Righe di dati:
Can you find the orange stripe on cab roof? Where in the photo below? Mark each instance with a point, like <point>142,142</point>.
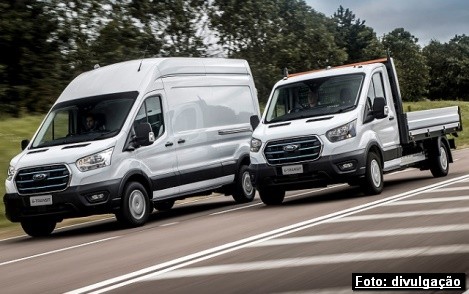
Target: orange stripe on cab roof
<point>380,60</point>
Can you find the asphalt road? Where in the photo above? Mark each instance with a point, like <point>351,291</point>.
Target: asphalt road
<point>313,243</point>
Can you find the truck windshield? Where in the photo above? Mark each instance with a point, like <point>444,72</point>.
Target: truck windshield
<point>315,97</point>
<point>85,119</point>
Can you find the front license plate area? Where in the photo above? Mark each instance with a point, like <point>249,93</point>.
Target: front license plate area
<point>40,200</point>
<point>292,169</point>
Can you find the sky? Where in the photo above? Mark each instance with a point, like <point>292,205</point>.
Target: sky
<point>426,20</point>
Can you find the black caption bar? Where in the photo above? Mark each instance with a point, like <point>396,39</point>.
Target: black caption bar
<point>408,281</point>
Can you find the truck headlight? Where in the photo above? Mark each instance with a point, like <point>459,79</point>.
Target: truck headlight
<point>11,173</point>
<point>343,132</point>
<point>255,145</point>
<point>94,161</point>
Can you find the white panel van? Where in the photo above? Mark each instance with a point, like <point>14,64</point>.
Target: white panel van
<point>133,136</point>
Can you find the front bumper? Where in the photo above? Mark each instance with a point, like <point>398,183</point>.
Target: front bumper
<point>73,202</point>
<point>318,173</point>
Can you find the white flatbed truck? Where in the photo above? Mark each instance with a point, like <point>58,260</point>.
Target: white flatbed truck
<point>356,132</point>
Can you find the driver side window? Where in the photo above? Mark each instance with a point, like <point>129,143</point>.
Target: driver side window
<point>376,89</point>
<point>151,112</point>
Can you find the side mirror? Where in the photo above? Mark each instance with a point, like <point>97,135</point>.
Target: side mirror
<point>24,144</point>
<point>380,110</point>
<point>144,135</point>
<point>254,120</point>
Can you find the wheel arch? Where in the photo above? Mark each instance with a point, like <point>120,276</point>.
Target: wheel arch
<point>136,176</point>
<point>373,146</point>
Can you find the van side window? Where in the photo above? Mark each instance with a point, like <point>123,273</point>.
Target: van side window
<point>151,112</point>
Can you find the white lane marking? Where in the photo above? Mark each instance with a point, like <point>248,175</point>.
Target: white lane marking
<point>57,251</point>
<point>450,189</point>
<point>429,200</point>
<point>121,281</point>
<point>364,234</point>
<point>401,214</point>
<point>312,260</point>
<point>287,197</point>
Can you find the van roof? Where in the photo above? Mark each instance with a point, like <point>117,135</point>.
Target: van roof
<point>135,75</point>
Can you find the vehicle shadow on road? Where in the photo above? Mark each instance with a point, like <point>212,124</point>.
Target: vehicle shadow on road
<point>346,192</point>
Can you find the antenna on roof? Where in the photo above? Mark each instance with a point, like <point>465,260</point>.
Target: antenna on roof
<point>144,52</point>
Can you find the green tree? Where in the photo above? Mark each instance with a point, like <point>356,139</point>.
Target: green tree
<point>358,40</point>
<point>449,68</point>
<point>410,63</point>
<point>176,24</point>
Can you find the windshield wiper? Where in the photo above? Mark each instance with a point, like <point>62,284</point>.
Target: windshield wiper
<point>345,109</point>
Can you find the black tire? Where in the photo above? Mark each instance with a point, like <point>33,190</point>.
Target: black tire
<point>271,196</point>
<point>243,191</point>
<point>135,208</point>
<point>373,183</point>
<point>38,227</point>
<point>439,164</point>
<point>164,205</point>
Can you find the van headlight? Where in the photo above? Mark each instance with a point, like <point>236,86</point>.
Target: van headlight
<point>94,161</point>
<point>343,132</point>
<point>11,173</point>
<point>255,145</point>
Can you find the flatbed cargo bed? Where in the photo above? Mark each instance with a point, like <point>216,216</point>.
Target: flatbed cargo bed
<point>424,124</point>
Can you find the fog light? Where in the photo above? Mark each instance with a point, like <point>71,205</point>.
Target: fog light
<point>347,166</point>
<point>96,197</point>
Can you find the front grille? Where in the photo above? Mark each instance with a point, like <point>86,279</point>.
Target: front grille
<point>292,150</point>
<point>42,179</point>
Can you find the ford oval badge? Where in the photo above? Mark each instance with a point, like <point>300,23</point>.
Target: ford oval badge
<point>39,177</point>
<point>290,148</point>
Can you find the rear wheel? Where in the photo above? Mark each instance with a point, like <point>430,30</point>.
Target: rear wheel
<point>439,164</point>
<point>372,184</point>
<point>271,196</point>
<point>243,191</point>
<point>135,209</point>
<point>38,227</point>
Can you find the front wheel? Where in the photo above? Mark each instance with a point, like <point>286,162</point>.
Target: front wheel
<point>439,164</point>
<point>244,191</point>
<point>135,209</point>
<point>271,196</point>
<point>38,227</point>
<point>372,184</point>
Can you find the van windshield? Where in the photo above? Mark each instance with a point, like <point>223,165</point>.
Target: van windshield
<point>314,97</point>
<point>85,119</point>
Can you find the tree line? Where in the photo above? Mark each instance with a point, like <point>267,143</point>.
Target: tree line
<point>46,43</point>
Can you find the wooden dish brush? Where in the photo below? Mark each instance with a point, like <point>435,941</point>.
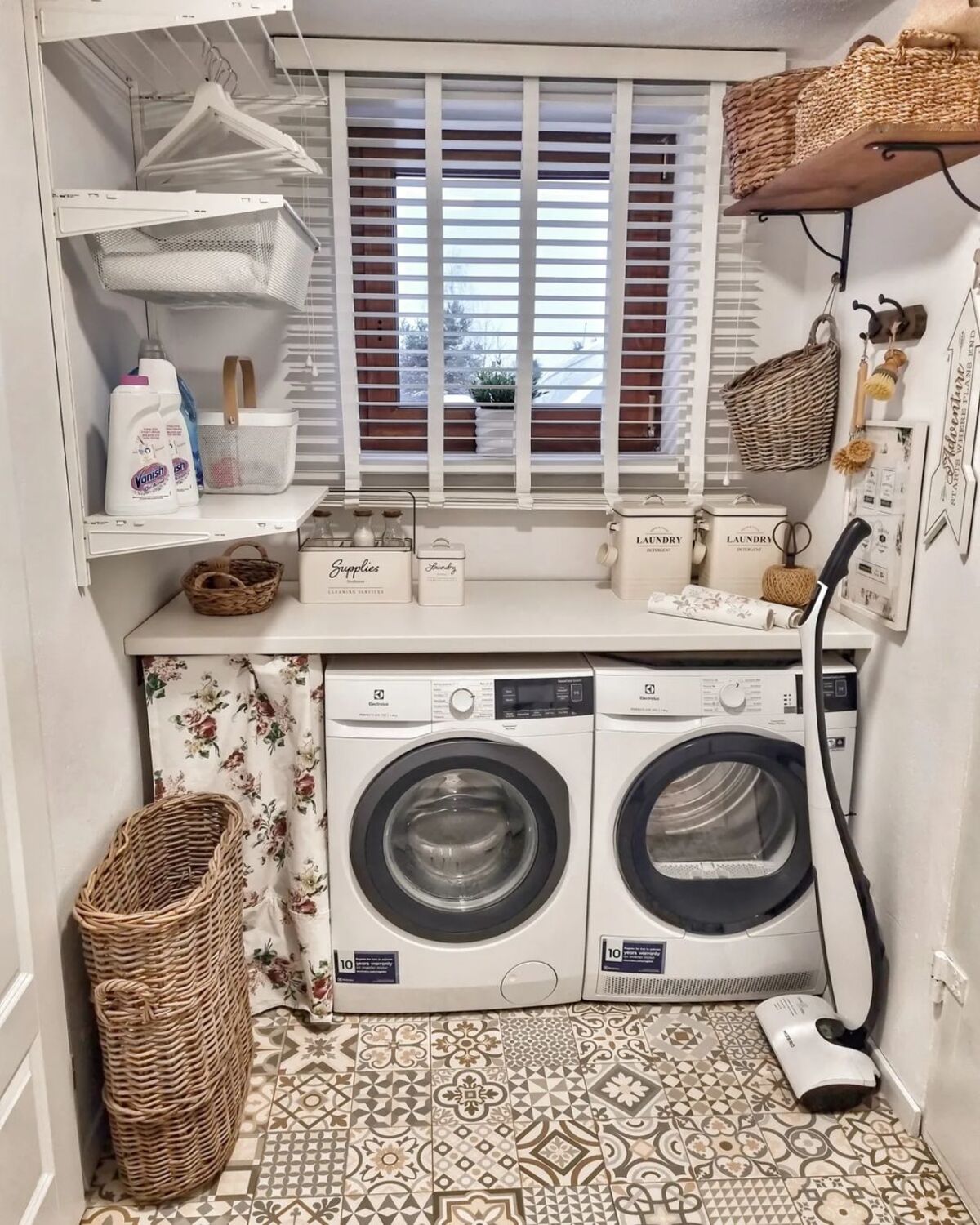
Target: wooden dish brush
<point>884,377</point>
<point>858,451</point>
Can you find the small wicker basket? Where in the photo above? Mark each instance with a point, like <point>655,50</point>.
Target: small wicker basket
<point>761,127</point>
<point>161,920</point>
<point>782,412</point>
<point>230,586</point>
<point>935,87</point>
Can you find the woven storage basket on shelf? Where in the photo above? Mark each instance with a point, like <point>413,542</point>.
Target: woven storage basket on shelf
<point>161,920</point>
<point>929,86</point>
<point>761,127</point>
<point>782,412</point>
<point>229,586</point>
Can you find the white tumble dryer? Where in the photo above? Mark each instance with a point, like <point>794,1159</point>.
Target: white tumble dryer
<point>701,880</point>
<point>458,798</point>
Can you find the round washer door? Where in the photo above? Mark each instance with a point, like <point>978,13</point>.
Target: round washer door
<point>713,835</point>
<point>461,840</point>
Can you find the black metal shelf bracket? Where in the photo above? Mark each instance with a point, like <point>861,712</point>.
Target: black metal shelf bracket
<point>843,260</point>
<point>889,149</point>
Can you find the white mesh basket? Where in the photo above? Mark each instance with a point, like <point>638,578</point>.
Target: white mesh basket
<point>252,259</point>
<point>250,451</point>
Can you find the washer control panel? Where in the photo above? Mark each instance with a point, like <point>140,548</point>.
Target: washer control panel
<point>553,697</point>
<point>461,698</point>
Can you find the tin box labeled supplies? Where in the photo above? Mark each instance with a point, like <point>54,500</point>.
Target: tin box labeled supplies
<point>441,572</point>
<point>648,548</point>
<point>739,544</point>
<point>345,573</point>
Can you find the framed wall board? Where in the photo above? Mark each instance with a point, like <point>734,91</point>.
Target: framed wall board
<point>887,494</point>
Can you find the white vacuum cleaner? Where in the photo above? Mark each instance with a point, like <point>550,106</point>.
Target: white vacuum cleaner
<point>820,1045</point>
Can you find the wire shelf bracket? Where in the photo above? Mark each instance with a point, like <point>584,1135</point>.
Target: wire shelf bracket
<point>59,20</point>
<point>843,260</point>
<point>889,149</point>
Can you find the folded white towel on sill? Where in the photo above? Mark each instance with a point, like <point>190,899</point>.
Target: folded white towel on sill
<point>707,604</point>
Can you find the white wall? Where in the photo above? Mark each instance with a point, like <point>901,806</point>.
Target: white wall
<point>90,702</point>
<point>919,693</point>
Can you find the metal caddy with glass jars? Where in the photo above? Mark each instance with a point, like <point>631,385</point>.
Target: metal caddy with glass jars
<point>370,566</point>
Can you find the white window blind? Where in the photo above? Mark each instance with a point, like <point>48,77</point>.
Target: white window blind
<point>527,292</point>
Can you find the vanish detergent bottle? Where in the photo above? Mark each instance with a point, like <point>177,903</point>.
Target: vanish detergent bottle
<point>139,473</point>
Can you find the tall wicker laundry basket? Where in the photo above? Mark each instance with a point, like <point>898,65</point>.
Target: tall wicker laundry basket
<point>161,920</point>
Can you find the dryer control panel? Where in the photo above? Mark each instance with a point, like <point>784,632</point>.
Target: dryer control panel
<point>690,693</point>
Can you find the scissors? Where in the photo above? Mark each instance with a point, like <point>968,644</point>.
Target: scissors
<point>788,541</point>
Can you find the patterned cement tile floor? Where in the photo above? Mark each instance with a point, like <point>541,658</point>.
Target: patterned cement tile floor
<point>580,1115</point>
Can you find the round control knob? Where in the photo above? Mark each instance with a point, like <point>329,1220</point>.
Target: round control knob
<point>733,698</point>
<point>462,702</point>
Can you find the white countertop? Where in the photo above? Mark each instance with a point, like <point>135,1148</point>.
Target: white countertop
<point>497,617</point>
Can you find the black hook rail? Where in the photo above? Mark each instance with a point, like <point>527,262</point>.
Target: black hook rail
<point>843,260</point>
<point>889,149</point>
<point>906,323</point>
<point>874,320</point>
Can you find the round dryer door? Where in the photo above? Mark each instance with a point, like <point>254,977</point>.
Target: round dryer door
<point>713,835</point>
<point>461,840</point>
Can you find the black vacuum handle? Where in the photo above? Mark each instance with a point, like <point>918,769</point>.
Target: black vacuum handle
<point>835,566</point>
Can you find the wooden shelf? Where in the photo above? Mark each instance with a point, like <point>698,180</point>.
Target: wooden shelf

* * *

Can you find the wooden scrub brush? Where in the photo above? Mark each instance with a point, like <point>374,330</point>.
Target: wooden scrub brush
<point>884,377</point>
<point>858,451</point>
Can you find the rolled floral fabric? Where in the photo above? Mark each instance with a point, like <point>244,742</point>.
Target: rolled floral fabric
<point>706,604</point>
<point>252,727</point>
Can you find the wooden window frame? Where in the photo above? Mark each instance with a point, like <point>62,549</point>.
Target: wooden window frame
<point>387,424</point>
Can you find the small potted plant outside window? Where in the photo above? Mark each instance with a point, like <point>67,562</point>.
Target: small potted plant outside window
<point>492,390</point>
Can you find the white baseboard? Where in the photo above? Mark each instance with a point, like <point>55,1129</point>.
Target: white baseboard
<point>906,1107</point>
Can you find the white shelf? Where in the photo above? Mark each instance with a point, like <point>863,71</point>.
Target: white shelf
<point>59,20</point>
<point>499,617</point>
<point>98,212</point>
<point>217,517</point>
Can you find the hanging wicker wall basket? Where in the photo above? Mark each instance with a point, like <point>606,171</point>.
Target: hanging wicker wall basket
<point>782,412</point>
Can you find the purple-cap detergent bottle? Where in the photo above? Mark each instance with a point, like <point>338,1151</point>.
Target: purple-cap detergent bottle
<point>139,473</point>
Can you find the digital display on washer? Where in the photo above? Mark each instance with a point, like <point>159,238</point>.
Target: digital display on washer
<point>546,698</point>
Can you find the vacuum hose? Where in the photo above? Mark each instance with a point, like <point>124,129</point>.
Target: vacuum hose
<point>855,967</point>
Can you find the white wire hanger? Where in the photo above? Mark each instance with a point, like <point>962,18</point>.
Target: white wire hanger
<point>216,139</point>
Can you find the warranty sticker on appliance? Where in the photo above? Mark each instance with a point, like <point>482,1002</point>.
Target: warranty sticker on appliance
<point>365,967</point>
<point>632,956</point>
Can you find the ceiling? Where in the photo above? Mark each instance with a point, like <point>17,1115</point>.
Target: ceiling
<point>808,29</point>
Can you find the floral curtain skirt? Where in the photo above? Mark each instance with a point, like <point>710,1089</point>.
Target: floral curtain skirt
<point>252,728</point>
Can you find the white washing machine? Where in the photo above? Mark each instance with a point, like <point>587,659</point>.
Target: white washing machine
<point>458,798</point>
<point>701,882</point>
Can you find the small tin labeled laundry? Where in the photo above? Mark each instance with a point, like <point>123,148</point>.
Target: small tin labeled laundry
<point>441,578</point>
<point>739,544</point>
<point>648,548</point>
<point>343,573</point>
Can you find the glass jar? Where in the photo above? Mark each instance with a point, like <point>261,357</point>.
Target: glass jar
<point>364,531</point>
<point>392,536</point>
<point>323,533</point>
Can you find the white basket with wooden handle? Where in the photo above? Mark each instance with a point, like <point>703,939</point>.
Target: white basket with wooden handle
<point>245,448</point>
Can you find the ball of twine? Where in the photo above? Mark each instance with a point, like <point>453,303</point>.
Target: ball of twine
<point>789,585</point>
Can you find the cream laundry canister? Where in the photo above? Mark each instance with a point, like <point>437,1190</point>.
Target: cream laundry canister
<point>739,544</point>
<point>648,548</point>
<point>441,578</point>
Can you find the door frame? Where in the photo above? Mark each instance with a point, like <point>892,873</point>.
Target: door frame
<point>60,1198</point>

Compito breve: Riporta senza modifiche la parte che si apre con la riga contenente "Can you find the orange" e si chiude con quella contenente "<point>313,243</point>", comprese entrambe. Lascia fuori le immagini.

Risposta qui sotto:
Can you find the orange stripe on cab roof? Where in the photo below? Mark each instance with a point, like <point>142,142</point>.
Target: orange stripe on cab roof
<point>380,60</point>
Can you find the asphalt road? Where in the photo above? Mark each instance with a point, like <point>351,291</point>.
Target: asphalt road
<point>313,243</point>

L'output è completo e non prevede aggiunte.